PROMPT — Would you restate the entries below exactly, keeping every line?

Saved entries
'''

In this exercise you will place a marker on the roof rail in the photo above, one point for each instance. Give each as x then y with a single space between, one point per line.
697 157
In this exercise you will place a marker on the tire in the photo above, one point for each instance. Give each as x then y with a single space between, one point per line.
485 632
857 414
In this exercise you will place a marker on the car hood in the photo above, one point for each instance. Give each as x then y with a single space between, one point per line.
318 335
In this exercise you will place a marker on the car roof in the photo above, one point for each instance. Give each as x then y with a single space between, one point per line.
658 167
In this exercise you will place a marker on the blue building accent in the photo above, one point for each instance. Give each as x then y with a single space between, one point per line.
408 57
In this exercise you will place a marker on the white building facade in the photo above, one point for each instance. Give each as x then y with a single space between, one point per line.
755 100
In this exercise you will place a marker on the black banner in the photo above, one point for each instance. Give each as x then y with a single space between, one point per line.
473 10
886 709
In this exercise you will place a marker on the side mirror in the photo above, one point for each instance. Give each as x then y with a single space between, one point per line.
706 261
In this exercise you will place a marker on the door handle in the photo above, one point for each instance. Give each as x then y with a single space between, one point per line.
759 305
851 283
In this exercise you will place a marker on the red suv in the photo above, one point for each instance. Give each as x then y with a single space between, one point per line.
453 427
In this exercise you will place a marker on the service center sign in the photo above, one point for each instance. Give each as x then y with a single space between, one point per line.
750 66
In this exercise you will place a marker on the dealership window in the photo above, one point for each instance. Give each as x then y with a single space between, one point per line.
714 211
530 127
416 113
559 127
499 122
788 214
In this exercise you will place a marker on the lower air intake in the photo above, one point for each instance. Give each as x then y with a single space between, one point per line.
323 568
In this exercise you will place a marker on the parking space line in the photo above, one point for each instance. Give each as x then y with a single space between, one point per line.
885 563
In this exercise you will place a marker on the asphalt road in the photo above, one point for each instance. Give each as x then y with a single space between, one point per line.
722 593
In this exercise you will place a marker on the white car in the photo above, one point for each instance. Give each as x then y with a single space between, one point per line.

'''

WORKED SOLUTION —
In this exercise you will place a marker on the roof rail in the photo above, one point for each instance. Give each as x then y with a single space between, one point per line.
697 157
In this exercise you will place a marker on the tire in the photo above, one point for each instance. Give each as x then y with a single space between, one point per line.
485 632
857 414
In this exercise you will place a marker on the car hood in the photo above, one point for each instance. Give each as x then y with a single space between, one point per line.
318 335
In this exercise you will place a marker on the car roof in the photo above, one point for each instance. Give each as x then y with a single space between, one point per line.
658 167
In this exercise you will place a marker on the blue building accent in the photo above, one point for each instance. Give each as x then y with a single space between, one point per line.
408 57
In this exercise you will place a marker on the white building facade in the photo above, one point for each instance. Give each as x then y with a single space between, one point per line.
755 100
In this exercise you will place a marker on the black banner in the photo above, one point for each instance. Give each as x then y with a single space between, one point per line.
473 10
886 709
In this exercise you will place a marker on the side mirror in the photo above, one point for each instance. Give each as x then y with a single space between, one point per line.
706 261
In this exercise you will place a marker on the door handle in the photo above, one point for each instance. Give each as x then y with a single space between, one point per line.
759 305
851 283
In this exercise you will place a marker on the red suv in the photo above, one point for each instance. Give each as x then y with a single space between, one point per line.
453 427
In this exercise you will place a marker on the service center sign in the photo above, one point for each instance. Give each as x then y with a single space between, one point per line.
750 66
In this exercise you will place a marker on the dealership window in the photo above, one point for each instance. Give each as x then y with a single space between, one point per line.
714 211
530 127
416 113
559 127
499 122
788 214
In this exercise you will place a marker on the lower air intake in the photo above, one point for each instance. Give each as x then y with a single space between, one point per line.
323 568
In this exercise you will place a marker on the parking space line in the photo above, one point for each instance. Give each as x then y with a single space between, one point per line.
885 563
In this exercise you will place a marker on the asphalt road in the photo above, one point for each instance. Give each as x then y with a single space between, one point per line.
722 593
In this exercise you will place a marker on the white car in the photo above, one point for each instance. Give each as x then y with a single space between, one point per line.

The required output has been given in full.